Once you have read the records below, write them all out exactly as given.

──────

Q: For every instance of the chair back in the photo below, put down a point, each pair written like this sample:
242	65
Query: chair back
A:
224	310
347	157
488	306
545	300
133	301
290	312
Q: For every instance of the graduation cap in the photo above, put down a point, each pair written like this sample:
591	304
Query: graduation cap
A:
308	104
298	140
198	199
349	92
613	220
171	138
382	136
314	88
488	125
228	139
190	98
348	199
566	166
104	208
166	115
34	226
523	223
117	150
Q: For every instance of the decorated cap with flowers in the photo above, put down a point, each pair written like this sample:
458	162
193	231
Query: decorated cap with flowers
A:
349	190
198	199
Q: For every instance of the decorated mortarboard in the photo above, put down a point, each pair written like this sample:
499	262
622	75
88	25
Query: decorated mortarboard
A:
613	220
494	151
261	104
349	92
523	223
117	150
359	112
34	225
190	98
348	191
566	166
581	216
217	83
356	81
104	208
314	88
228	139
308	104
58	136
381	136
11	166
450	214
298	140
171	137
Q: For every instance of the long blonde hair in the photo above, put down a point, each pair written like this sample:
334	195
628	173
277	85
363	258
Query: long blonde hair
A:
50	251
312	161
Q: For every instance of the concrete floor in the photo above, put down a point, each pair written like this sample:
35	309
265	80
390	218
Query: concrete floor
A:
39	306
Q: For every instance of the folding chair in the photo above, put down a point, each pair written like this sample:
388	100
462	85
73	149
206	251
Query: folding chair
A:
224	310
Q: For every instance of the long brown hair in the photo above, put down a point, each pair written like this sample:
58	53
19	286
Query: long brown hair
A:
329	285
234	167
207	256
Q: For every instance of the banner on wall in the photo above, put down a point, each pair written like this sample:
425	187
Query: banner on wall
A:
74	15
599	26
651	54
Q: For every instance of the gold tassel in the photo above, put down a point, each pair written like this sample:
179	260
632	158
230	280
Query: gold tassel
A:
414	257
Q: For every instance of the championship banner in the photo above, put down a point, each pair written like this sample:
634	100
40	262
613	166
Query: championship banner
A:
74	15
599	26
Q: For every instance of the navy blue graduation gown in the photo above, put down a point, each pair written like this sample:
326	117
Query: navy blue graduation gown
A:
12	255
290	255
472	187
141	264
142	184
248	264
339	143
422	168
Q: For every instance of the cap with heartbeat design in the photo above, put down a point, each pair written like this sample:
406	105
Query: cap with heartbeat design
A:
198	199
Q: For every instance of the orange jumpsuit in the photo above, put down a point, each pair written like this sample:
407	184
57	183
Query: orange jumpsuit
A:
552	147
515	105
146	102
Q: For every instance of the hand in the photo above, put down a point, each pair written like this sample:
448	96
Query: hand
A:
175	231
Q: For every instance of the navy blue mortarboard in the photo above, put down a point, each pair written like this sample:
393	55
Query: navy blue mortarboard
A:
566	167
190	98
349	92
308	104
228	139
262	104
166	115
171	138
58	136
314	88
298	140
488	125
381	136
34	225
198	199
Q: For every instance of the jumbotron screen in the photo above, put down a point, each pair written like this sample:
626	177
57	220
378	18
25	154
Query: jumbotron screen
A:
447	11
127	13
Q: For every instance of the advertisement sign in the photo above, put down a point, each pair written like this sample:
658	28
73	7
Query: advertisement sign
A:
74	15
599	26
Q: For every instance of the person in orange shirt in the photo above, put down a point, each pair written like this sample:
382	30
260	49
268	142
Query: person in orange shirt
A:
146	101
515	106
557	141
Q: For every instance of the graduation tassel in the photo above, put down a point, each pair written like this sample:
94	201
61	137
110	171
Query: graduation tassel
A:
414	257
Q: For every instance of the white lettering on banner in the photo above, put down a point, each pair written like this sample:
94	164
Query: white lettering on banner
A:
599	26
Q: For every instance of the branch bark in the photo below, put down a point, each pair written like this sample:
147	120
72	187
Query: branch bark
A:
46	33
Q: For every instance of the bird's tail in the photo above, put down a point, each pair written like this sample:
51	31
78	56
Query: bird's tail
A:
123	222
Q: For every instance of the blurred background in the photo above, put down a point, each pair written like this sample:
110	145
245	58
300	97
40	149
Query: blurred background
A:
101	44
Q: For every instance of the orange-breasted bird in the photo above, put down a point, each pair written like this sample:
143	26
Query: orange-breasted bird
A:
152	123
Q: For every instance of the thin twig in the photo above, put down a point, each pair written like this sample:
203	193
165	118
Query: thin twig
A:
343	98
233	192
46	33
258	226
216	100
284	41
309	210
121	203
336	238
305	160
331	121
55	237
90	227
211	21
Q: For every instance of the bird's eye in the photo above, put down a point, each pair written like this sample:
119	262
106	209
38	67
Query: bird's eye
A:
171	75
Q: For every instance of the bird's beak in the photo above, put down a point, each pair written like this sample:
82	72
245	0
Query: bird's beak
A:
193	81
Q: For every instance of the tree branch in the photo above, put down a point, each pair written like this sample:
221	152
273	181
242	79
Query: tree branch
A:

──────

■ **Expected answer**
Q: For every instance of the chair back in the photo below, put down a point, each pair written like this sample:
242	65
Query: chair back
A:
224	310
347	157
488	306
545	300
133	301
290	312
Q: For every instance of the graduation cap in the photo above, put down a point, each pair written like this sample:
591	304
Query: graduation cap
A:
308	104
298	140
198	199
349	92
613	220
171	138
382	136
314	88
488	125
228	139
190	98
348	199
566	166
104	208
166	115
34	226
523	223
117	150
Q: For every instance of the decorated cap with flowers in the photo above, put down a point, each pair written like this sample:
458	162
193	231
Query: decorated cap with flowers
A:
349	190
198	199
Q: For every instance of the decorated mortarboard in the photo above, put down a point, each pair written like this sample:
499	262
622	75
88	25
Query: decorated mortarboard
A:
613	220
494	151
261	104
349	92
523	223
117	150
359	112
34	225
190	98
348	191
566	166
581	216
217	83
356	81
104	208
314	88
228	139
308	104
58	136
381	136
11	166
450	214
298	140
171	137
Q: For every instance of the long blonde hair in the photo above, put down a point, each pair written like this sample:
334	195
628	173
277	85
363	258
Query: long blonde hair
A:
50	251
312	161
Q: For every instance of the concrete floor in the photo above, put down a point, each pair written like this sample:
35	309
265	80
390	218
Query: concrete floor
A:
39	306
Q: For every instance of the folding chair in the photo above, put down a point, each pair written like this sample:
388	100
462	85
73	149
206	251
Query: folding chair
A:
224	310
Q: For every instance of the long brown hair in the photo above, put down a point, each pair written like this sample:
58	53
19	286
Query: long brown hair
A:
329	285
234	167
207	256
Q: For every instance of the banner on wall in the photo above, put down a point, each pair written like this sample:
425	187
Query: banner on wall
A:
74	15
599	26
651	54
Q: For every instance of the gold tassel in the photo above, put down a point, each pair written like this sample:
179	260
632	158
230	280
Query: gold tassel
A:
414	257
Q: For every instance of the championship banner in the photo above, put down a point, each pair written like this sample:
634	100
40	262
613	166
Query: championship banner
A:
74	15
599	26
Q: For every instance of the navy blue graduation gown in the photo above, put down a point, each pair written like this sample:
326	117
Query: navy blue graduation gown
A:
12	255
290	255
472	187
141	264
142	184
248	264
339	143
422	168
Q: For every instance of the cap with heartbeat design in the photo above, put down a point, each pair written like this sample:
406	105
Query: cap with heartbeat design
A:
198	199
Q: For every instance of the orange jumpsuit in the photo above, put down a point, each pair written like this sample:
407	184
57	183
Query: orange jumpsuit
A:
552	147
515	105
146	102
Q: For every instance of the hand in the photo above, put down a point, each pair written like this sample:
448	96
Query: hand
A:
175	231
Q: For every instance of the navy blue mortarboard in the photo above, put down a point, each pair written like this sample:
393	55
Query: navy blue mortarboard
A:
566	167
190	98
349	92
308	104
228	139
262	104
166	115
171	138
58	136
314	88
298	140
488	125
381	136
34	225
198	199
Q: For every instance of the jumbotron screen in the photo above, put down a point, each pair written like this sample:
626	177
57	220
378	18
25	154
Query: jumbotron screen
A:
447	11
127	13
Q: For every instance of the advertisement sign in the photo above, put down a point, each pair written like this sample:
658	28
73	7
Query: advertisement sign
A:
74	15
599	26
Q: For every instance of the person in orange shirt in the photo above, put down a point, each pair written like this sample:
382	30
260	49
268	142
Query: person in orange shirt
A:
146	101
515	106
557	141
Q: For every instance of the graduation tassel in the photo above, put down a point, each pair written like this sample:
94	201
61	137
110	171
Query: graduation tassel
A:
414	257
Q: For every instance of the white lettering on banner in the photo above, put down a point, each pair written like this sample:
94	164
Query: white lettering on banner
A:
599	26
Q: For every instance of the branch bark in the photo below, put down a point, each pair written like this sample:
147	120
72	187
Query: branch bark
A:
46	33
Q: For every instance of the bird's tail in the photo above, put down a point, each pair written like this sample:
51	31
78	56
Query: bird's tail
A:
123	222
Q: For every instance of the blurred background in the photo above, put down a point, each pair written like this sample:
110	145
245	58
300	97
40	149
Query: blurred background
A:
101	44
Q: For every instance of the orange-breasted bird in the photo above, put down a point, each pair written like this sample:
143	26
Query: orange-breasted bird
A:
152	123
Q: For every instance of the thin twig in the photo above, put down a point, each pair written like this sample:
203	193
165	118
Query: thin twig
A:
343	98
233	192
46	33
258	226
216	100
284	41
309	210
121	203
336	238
305	160
331	121
55	237
90	227
211	21
Q: For every instance of the bird's eye in the photo above, put down a point, each pair written like this sample:
119	262
106	209
38	67
Query: bird's eye
A:
171	75
Q: For every instance of the bird's beak in the photo above, put down a point, each pair written like this sample:
82	72
245	0
Query: bird's beak
A:
193	81
Q: For every instance of the tree branch in the photo above, put down a point, each pair written like this sample:
221	152
273	181
242	79
Query: tree branch
A:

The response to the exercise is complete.